▶ [Stored data entries]

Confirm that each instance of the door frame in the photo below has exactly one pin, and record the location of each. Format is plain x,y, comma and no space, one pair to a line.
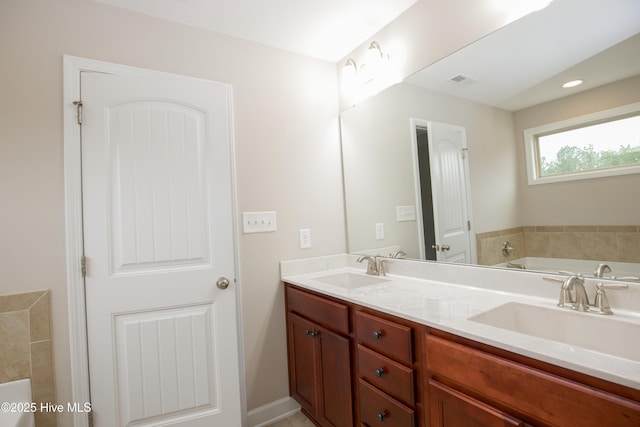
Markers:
414,124
78,344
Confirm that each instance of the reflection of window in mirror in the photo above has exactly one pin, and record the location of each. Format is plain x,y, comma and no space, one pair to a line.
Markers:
601,144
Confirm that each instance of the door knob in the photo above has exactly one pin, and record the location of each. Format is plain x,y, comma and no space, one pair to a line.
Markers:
222,283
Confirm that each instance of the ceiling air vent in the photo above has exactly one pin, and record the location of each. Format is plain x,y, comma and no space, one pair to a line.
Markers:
461,79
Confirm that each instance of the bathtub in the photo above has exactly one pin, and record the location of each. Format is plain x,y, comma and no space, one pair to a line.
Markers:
577,266
17,406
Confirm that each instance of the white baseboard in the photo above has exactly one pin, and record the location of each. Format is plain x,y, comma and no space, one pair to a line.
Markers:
272,412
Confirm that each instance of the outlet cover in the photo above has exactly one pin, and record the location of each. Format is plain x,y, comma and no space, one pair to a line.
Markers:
258,222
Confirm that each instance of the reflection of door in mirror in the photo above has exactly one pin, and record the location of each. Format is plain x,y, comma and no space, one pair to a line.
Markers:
443,183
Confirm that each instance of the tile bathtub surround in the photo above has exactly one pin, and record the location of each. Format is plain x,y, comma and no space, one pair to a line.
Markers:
609,243
25,346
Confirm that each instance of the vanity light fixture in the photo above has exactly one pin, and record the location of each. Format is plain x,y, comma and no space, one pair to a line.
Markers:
572,83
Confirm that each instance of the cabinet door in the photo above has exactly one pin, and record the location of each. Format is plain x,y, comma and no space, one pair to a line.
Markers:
450,408
303,361
336,407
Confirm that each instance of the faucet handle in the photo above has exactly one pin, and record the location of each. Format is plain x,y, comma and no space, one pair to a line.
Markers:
602,302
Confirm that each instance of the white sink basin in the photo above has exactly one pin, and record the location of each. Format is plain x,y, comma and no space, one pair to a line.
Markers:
350,280
604,334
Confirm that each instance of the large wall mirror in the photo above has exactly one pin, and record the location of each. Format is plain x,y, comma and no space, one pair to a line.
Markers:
486,95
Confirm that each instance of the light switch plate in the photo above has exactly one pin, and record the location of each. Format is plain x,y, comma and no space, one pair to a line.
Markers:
258,222
305,238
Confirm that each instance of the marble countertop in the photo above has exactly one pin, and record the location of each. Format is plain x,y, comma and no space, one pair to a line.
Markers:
448,306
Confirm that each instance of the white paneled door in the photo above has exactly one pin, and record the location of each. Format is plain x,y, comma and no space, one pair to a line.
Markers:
159,243
450,182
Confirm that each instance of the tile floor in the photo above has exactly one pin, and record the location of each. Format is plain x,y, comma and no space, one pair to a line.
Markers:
296,420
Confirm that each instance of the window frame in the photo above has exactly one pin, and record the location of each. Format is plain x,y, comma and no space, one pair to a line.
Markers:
531,147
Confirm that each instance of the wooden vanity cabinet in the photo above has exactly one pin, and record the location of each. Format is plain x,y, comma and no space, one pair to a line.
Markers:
472,384
319,347
387,370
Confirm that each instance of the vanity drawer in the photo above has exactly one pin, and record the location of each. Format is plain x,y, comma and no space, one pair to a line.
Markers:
384,336
386,374
547,398
378,408
330,314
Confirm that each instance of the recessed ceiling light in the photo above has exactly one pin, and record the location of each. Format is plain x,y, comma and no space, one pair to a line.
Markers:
572,83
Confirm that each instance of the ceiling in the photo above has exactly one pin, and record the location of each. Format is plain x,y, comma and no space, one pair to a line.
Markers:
526,62
326,30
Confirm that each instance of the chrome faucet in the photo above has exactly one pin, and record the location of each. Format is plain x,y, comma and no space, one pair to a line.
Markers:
573,295
375,265
581,301
399,254
601,269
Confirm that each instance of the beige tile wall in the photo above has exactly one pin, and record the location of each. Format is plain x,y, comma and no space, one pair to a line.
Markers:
598,243
25,347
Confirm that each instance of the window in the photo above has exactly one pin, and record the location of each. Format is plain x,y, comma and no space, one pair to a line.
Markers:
602,144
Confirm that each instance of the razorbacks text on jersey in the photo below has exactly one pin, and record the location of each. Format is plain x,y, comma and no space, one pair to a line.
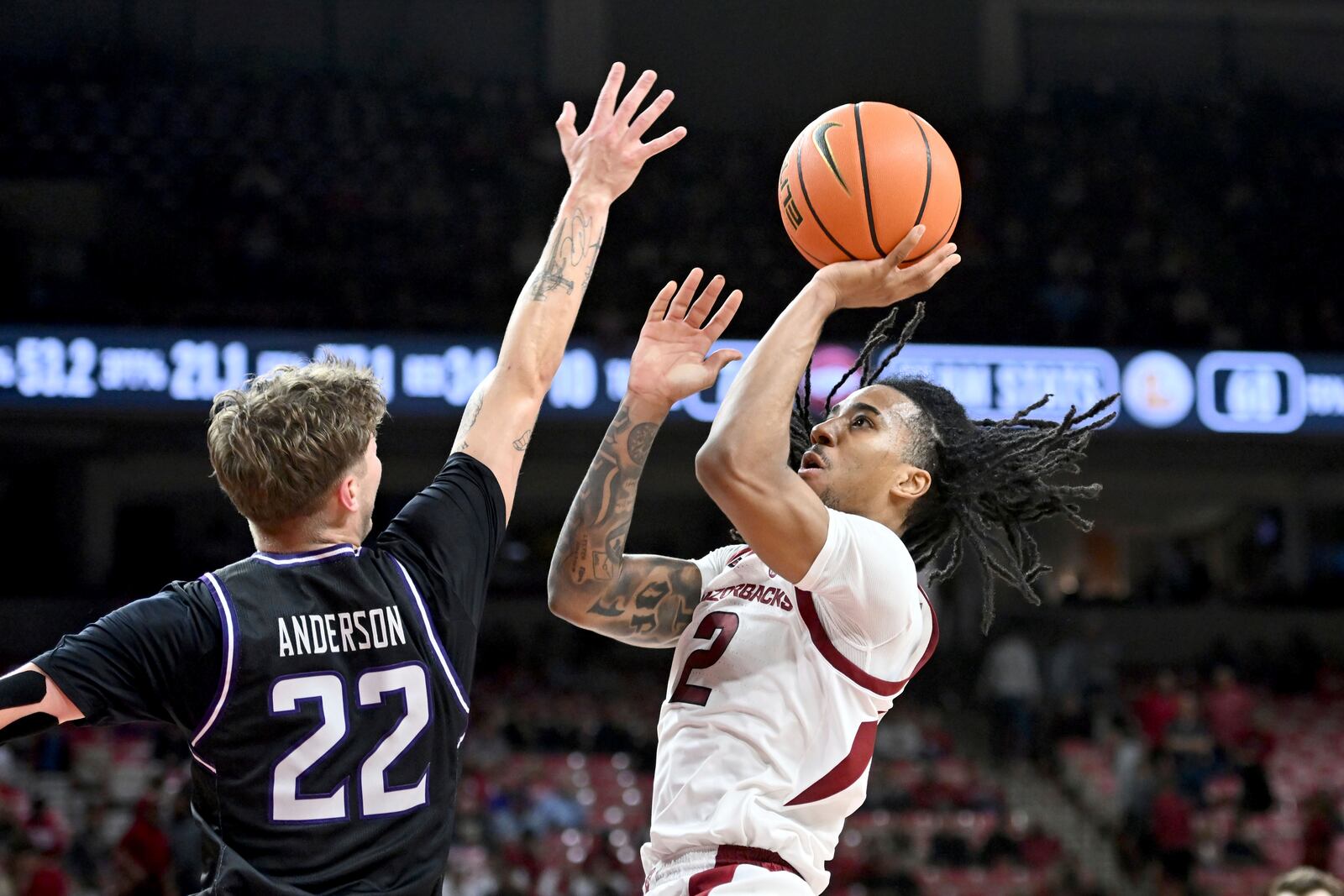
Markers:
324,694
776,692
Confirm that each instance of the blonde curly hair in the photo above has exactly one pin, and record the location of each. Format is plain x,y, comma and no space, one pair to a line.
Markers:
279,443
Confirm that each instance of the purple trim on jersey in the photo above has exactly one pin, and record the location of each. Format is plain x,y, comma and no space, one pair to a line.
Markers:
847,667
228,626
434,641
307,558
391,731
284,755
197,757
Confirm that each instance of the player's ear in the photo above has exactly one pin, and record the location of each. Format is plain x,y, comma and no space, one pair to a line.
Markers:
911,483
347,492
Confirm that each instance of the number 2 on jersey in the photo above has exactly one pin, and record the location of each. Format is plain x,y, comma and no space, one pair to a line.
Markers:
721,626
328,691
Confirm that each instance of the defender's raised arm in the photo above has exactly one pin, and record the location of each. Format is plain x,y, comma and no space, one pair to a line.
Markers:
604,161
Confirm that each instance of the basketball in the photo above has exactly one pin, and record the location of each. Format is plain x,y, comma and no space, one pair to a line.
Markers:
860,176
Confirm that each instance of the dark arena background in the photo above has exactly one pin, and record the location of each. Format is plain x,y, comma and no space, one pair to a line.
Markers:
192,192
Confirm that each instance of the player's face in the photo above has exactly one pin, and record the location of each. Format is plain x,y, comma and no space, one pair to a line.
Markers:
858,452
369,481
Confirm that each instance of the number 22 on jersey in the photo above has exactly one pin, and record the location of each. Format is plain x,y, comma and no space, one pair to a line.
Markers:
328,691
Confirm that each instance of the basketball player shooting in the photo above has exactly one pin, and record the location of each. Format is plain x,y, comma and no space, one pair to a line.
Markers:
324,685
790,647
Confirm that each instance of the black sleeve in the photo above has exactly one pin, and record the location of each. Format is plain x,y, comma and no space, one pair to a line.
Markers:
154,660
450,532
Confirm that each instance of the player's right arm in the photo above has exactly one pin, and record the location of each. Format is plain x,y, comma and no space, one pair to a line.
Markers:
640,600
604,161
30,701
152,660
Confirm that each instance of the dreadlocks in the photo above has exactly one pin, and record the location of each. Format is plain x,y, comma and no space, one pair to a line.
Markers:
990,477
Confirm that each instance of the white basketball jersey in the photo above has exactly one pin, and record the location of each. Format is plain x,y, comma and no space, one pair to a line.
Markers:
766,734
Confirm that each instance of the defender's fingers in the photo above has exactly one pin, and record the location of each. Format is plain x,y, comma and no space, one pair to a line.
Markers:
723,316
635,98
660,302
665,141
722,359
606,100
683,296
564,123
645,120
944,266
906,244
705,304
931,262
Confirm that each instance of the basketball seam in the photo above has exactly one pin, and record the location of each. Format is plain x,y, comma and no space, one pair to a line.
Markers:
808,199
951,224
864,174
927,167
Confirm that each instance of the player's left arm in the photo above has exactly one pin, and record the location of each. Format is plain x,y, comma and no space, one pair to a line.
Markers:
152,660
743,465
30,703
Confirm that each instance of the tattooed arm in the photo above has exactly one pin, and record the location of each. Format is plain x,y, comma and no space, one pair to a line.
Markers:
604,161
640,600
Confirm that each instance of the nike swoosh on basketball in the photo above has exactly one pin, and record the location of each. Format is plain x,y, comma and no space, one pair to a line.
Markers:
823,141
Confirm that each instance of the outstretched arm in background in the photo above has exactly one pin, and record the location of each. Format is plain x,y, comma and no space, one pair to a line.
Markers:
640,600
604,161
743,464
30,701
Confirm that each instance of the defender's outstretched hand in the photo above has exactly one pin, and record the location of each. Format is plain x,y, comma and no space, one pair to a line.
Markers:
669,363
884,282
608,156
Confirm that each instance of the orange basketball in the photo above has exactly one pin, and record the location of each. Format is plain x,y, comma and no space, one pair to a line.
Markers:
860,176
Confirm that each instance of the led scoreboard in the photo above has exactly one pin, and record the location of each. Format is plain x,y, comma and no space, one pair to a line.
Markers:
107,369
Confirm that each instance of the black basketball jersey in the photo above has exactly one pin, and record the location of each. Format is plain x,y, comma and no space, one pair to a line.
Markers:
324,694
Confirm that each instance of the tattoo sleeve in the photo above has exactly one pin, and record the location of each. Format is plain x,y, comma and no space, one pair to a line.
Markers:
638,600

▶ [Exercise instructions] Tell how many lines of the data contain "defender". Nothing but the number belongs in the reply.

▶ [Exercise solution] 3